What the exercise asks »
Rewrite the entries below, swapping "Use this form:" for "Follow this format:" throughout and leaving everything else untouched.

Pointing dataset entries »
■ ■ ■ ■ ■
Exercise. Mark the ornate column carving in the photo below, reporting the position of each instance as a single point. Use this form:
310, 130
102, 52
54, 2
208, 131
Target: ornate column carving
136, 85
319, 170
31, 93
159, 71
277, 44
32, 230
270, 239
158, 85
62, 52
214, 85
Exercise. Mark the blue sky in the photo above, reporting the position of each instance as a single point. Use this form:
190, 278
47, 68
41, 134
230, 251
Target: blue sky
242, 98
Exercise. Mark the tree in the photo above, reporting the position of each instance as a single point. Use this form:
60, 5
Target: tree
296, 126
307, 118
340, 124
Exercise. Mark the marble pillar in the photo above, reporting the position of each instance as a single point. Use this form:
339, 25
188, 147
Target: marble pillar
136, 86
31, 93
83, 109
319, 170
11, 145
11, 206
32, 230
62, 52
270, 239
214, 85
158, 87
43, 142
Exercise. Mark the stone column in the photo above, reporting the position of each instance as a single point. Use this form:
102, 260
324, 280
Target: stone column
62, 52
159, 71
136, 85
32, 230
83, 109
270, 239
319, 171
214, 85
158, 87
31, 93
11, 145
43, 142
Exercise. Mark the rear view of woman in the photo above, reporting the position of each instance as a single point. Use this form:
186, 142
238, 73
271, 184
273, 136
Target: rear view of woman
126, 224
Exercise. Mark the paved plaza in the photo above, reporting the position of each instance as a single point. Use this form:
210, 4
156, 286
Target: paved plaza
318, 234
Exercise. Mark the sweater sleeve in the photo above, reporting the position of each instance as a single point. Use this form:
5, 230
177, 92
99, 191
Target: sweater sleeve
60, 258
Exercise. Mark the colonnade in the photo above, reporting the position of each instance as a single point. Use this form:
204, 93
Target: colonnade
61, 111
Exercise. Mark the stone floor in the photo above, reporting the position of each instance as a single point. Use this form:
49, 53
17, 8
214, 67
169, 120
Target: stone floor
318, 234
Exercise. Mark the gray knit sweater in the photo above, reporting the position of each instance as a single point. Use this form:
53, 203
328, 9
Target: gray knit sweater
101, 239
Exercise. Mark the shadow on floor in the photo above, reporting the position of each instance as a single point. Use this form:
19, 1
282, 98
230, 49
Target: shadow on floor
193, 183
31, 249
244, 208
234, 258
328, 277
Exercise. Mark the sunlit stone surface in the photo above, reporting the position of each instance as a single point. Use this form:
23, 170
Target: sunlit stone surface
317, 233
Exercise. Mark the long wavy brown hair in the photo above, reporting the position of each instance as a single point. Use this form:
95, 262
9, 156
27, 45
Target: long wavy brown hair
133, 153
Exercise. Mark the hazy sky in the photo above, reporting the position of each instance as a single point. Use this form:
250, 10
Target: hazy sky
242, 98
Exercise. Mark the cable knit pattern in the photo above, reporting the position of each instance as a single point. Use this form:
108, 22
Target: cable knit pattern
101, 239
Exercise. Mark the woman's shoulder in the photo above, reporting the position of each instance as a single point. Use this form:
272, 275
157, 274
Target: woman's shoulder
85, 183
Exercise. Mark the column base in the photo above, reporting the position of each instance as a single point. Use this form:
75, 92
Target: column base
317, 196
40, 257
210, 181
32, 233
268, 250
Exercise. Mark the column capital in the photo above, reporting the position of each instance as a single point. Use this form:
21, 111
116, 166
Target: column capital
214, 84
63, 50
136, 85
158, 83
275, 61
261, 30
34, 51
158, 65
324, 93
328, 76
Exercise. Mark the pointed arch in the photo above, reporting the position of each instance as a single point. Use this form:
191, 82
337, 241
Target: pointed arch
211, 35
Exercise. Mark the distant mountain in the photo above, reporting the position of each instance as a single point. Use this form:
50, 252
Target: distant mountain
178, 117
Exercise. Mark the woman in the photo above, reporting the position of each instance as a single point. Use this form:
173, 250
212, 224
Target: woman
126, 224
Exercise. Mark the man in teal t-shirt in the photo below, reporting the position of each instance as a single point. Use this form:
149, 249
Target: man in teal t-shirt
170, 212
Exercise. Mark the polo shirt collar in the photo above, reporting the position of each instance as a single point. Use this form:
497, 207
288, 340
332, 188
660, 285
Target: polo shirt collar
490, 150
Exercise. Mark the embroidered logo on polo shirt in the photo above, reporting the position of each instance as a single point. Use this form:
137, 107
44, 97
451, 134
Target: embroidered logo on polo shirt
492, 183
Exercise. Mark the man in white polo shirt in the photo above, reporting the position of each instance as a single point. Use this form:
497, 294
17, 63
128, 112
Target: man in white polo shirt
■ ■ ■ ■ ■
Full output »
Exercise. Mark the ornate column carving in the photo below, reporting the position of each instance as a single point. Follow this format:
310, 130
102, 52
54, 2
208, 131
Target: ornate column carving
136, 85
319, 170
31, 93
159, 71
277, 44
32, 230
270, 239
158, 85
62, 52
214, 85
Exercise. Mark the blue sky in the photo above, reporting the position of each instance as a single point. Follow this format:
190, 278
47, 68
41, 134
230, 251
Target: blue sky
242, 98
Exercise. Mark the tree in the photo above, reporting the position of each instance as a single point. Follow this format:
60, 5
Target: tree
296, 126
307, 118
340, 124
Exercise. Mark the marble pillar in the photo above, reporting the position of each instance as a single point. Follow this format:
339, 25
188, 147
Target: marble pillar
136, 86
31, 93
83, 109
319, 170
11, 145
11, 206
32, 230
62, 52
270, 239
214, 85
158, 87
43, 142
Exercise. Mark the stone column in the photo above, reporting the position of each instance as a single point. Follow this format:
102, 260
324, 280
Target: stone column
62, 52
159, 71
136, 85
32, 230
83, 109
270, 239
319, 171
214, 85
158, 87
31, 93
11, 145
43, 142
Exercise. Mark the rear view of woman in the photo above, reporting the position of each instance as a single point. Follow this format:
186, 142
238, 73
271, 184
273, 136
Target: rear view of woman
126, 224
Exercise. Mark the paved plaza in the photo above, reporting the position of each instance as a single point. Follow this format:
210, 4
156, 286
Target: paved plaza
318, 234
Exercise. Mark the sweater sleeve in the photo above, reporting the position of each instance as a single point. Follow this format:
5, 230
177, 92
99, 191
Target: sweater sleeve
60, 258
Exercise. Mark the colonnade in the photo above, reporting the position of each instance as a single point. Follow this format:
204, 93
Target: colonnade
61, 111
Exercise. Mark the stone floor in the photo above, reporting the position of each instance as a single point. Follow this format:
49, 53
17, 8
214, 67
169, 120
Target: stone floor
318, 234
Exercise. Mark the gray knit sweater in the photo above, reporting the position of each instance as a single point. Follow this format:
53, 203
328, 9
Target: gray knit sweater
101, 239
Exercise. Mark the shadow on floor in the photo above, reporting the position of each instance as a single point. Follow this format:
19, 1
282, 98
230, 49
Target: shadow on floor
193, 183
31, 249
244, 208
234, 258
328, 277
Exercise. Mark the sunlit stone surface in the photo above, reporting the position of each instance as a single point. Follow this format:
23, 170
Target: sunlit stone surface
317, 233
Exercise. Mark the long wavy brown hair in the photo above, reporting the position of each instance as a single point. Follow this format:
95, 262
9, 156
27, 45
Target: long wavy brown hair
133, 153
Exercise. Mark the hazy sky in the photo above, reporting the position of each instance as a single point. Follow this format:
250, 10
Target: hazy sky
242, 98
Exercise. Mark the cable knit pattern in the photo above, reporting the position of each instance as a single point. Follow this format:
108, 22
Target: cable knit pattern
101, 239
Exercise. Mark the woman's shoulder in the photo above, reporting the position of each instance as a single point. Follow this format:
272, 275
157, 274
Target: woman's shoulder
85, 183
Exercise. Mark the column base in the photo above, reporting the position of each instance as a single point. Follow this format:
75, 92
Target: column base
317, 196
40, 257
210, 181
32, 233
268, 250
Exercise. Mark the column capital in the photo above, reporting the position of each instance as a single point. Follow this format:
21, 111
116, 166
Target: column capital
214, 84
63, 50
136, 85
158, 83
275, 61
261, 30
34, 51
158, 65
324, 93
328, 76
Exercise. Mark the pointed arch in the photo above, reporting the position of each instance as a single point. Follow this format:
191, 82
337, 241
Target: pointed arch
211, 35
Exercise. Mark the distant mountain in the photo above, reporting the position of each instance as a single point. Follow this format:
50, 252
Target: distant mountain
178, 117
Exercise. Mark the woman in the photo above, reporting the position of each instance as a single point. Follow this format:
173, 250
212, 224
Target: woman
126, 224
Exercise. Mark the man in teal t-shirt in the photo below, reporting the position of each instance as a single point. Follow this format:
149, 249
Target: man in teal t-shirt
170, 212
Exercise. Mark the polo shirt collar in the photo above, reporting the position of each instance as a single point. Follow this format:
497, 207
288, 340
332, 188
660, 285
Target: polo shirt collar
490, 150
Exercise. Mark the embroidered logo on polo shirt in the photo above, reporting the position of each instance as a single point. Follow this format:
137, 107
44, 97
451, 134
Target: embroidered logo on polo shirt
492, 183
Exercise. Mark the man in white polo shirt in the photo above, reporting the position of each instance as a single point. Follow this format:
497, 294
17, 63
128, 112
Target: man in white polo shirt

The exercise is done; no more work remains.